──────── QUOTED PASSAGE ────────

# Chuck and Norris - 2x 10 week bunnies - SURREY



## AnnaT (Oct 13, 2009)

Contact/organisation details: I am fostering for Furry Friends in Old Coulsdon. Please PM me on here or call Emma on 020 8407 1080 or 0797 356 9371. We recommend calling us as we can't always check our emails daily.
Does the animal have rescue back up?: Yes for their whole lives.
Location: Caterham/Old Coulsdon SURREY
Number of animals:2
Sex: male
Age(s): 10 weeks
Name(s): Chuck and Norris
Neutered: No as they are too young. New owners must sign an agreement to have this done when they reach sexual maturity. 
Reason for rehoming: The previous owner was sold a pregnant female rabbit who gave birth to 8 babies. She refused to give the babies back to the pet shop and found homes for 4 of the babies, but had to give these guys to us.
Will the group be split: These boys can go together or one can be paired with a speyed female rabbit. We can assist in bonding if needed.
Transport available: Within reason, unless you know of people coming this way that are happy to transport for you. We sometimes have various transport runs going so it doesn't hurt to ask.
Other: I am told Chuck is the cheekiest! Norris is more of a cuddly rabbit who is happy to chill out and sit on your lap.

This is Chuck

















This is Norris


----------



## srhdufe (Feb 11, 2009)

OH MY GOD!!!!!!!!!!!!!!!!! :001_wub: :001_wub: 

They are beeeeeeeeeeauuuuuuuuuuutiful!!!!!!!!!!!! :001_wub:


----------



## Sweetheart (Dec 19, 2010)

──────── SUPPLIED RECORDS ────────

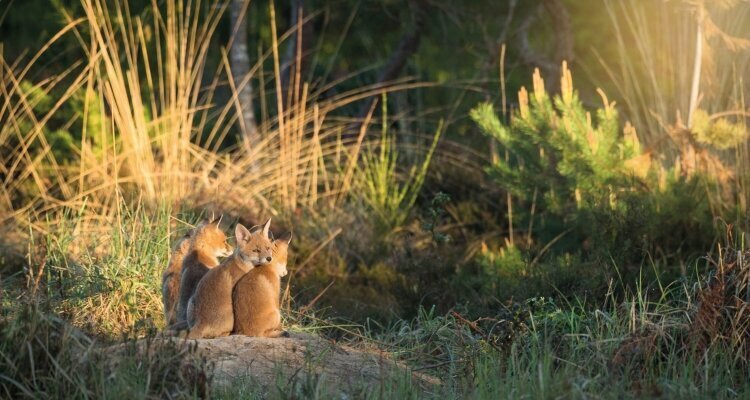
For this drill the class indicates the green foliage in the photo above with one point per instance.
(390, 193)
(595, 206)
(59, 361)
(435, 212)
(719, 133)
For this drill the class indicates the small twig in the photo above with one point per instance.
(475, 328)
(440, 364)
(304, 309)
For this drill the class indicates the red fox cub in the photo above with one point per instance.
(256, 296)
(210, 311)
(170, 279)
(206, 244)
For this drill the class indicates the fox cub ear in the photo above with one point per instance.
(241, 234)
(286, 238)
(266, 228)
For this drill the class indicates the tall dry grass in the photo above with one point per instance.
(679, 59)
(154, 132)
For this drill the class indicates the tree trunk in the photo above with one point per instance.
(294, 65)
(240, 64)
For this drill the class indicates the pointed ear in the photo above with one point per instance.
(266, 228)
(241, 234)
(285, 238)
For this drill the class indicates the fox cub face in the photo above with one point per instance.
(209, 238)
(253, 246)
(280, 252)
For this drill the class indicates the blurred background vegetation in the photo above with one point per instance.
(424, 152)
(541, 180)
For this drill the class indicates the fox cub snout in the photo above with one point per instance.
(210, 311)
(207, 242)
(256, 296)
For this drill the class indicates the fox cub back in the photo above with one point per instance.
(206, 244)
(170, 279)
(210, 311)
(256, 296)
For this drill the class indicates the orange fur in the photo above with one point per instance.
(170, 279)
(255, 298)
(210, 311)
(207, 244)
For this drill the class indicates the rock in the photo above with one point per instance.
(268, 363)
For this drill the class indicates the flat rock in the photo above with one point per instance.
(271, 363)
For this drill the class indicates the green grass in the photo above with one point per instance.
(642, 344)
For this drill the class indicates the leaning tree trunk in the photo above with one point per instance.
(240, 65)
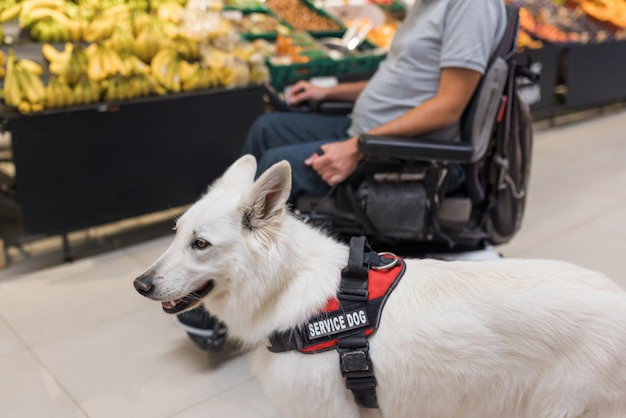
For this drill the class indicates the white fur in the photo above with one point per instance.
(498, 339)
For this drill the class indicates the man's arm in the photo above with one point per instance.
(456, 88)
(344, 92)
(454, 93)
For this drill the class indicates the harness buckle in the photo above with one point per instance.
(355, 363)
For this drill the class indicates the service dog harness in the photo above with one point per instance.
(351, 317)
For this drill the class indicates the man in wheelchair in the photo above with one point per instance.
(424, 129)
(423, 86)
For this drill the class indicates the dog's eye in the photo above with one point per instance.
(201, 244)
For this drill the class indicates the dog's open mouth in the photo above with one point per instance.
(179, 305)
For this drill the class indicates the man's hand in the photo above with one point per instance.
(303, 91)
(338, 161)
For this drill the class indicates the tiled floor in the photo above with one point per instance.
(77, 341)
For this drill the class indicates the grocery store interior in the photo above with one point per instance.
(89, 193)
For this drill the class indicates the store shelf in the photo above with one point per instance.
(90, 165)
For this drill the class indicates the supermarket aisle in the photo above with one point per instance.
(77, 341)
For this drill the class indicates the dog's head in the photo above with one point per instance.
(237, 216)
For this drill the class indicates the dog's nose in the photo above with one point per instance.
(143, 284)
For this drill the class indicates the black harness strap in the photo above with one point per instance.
(354, 360)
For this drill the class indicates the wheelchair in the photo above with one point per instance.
(397, 197)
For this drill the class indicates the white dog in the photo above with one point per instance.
(496, 339)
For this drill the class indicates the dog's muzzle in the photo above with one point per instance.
(144, 284)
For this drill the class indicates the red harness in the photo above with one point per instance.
(349, 319)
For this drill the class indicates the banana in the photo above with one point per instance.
(45, 13)
(12, 92)
(31, 84)
(100, 28)
(24, 107)
(95, 64)
(11, 13)
(187, 70)
(28, 6)
(31, 66)
(118, 12)
(170, 12)
(50, 53)
(113, 62)
(171, 78)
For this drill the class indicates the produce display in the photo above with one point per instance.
(611, 12)
(300, 16)
(565, 22)
(117, 50)
(297, 47)
(256, 24)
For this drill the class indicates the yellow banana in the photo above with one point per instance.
(95, 66)
(28, 6)
(24, 107)
(12, 92)
(113, 62)
(50, 53)
(31, 84)
(11, 13)
(45, 13)
(31, 66)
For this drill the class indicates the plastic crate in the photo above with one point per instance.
(338, 32)
(284, 75)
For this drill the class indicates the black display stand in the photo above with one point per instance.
(86, 166)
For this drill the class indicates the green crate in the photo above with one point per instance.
(248, 36)
(339, 32)
(284, 75)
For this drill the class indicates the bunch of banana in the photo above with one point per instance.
(87, 91)
(187, 48)
(23, 87)
(122, 39)
(70, 65)
(100, 28)
(116, 88)
(171, 11)
(140, 85)
(199, 78)
(48, 29)
(102, 62)
(3, 59)
(58, 94)
(9, 10)
(166, 69)
(139, 20)
(150, 40)
(132, 65)
(33, 10)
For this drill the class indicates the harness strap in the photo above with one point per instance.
(354, 360)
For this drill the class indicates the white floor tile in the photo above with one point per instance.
(139, 365)
(9, 342)
(231, 404)
(27, 390)
(51, 303)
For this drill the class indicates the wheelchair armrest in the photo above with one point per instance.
(418, 148)
(334, 108)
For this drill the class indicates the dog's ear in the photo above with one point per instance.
(240, 175)
(268, 195)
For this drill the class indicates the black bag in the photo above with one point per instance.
(510, 163)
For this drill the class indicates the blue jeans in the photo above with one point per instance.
(295, 137)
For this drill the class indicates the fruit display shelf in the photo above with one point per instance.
(89, 165)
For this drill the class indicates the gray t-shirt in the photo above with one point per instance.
(435, 34)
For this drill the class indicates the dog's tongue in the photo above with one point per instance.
(170, 303)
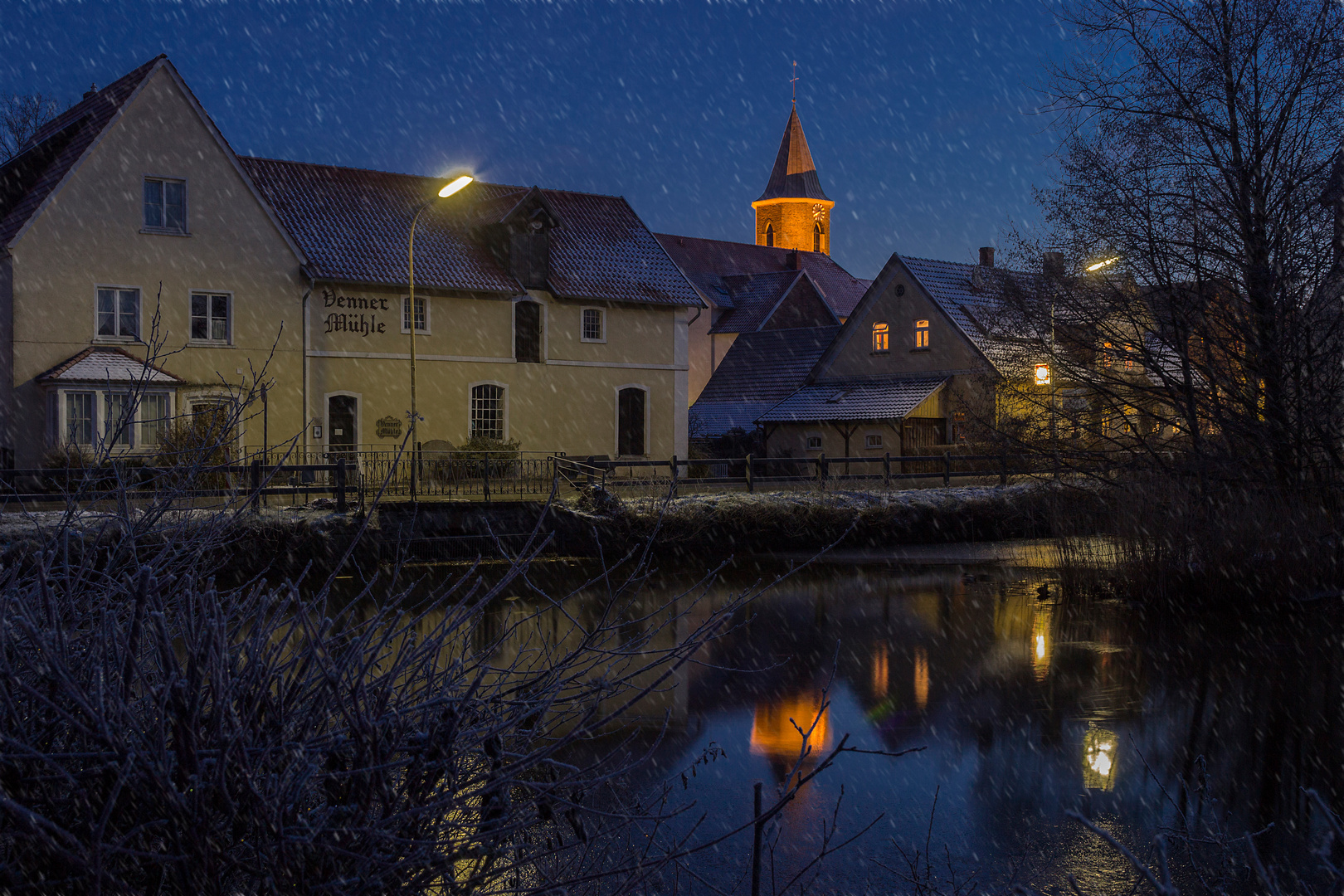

────────

▸ EXERCISE PROMPT
From the rabbit rehoming thread, transcribe word for word the passage that opens with the words containing "Does the animal" and closes with "hurt to ask.".

▸ ANSWER SECTION
Does the animal have rescue back up?: Yes for their whole lives.
Location: Caterham/Old Coulsdon SURREY
Number of animals:2
Sex: male
Age(s): 10 weeks
Name(s): Chuck and Norris
Neutered: No as they are too young. New owners must sign an agreement to have this done when they reach sexual maturity. 
Reason for rehoming: The previous owner was sold a pregnant female rabbit who gave birth to 8 babies. She refused to give the babies back to the pet shop and found homes for 4 of the babies, but had to give these guys to us.
Will the group be split: These boys can go together or one can be paired with a speyed female rabbit. We can assist in bonding if needed.
Transport available: Within reason, unless you know of people coming this way that are happy to transport for you. We sometimes have various transport runs going so it doesn't hurt to ask.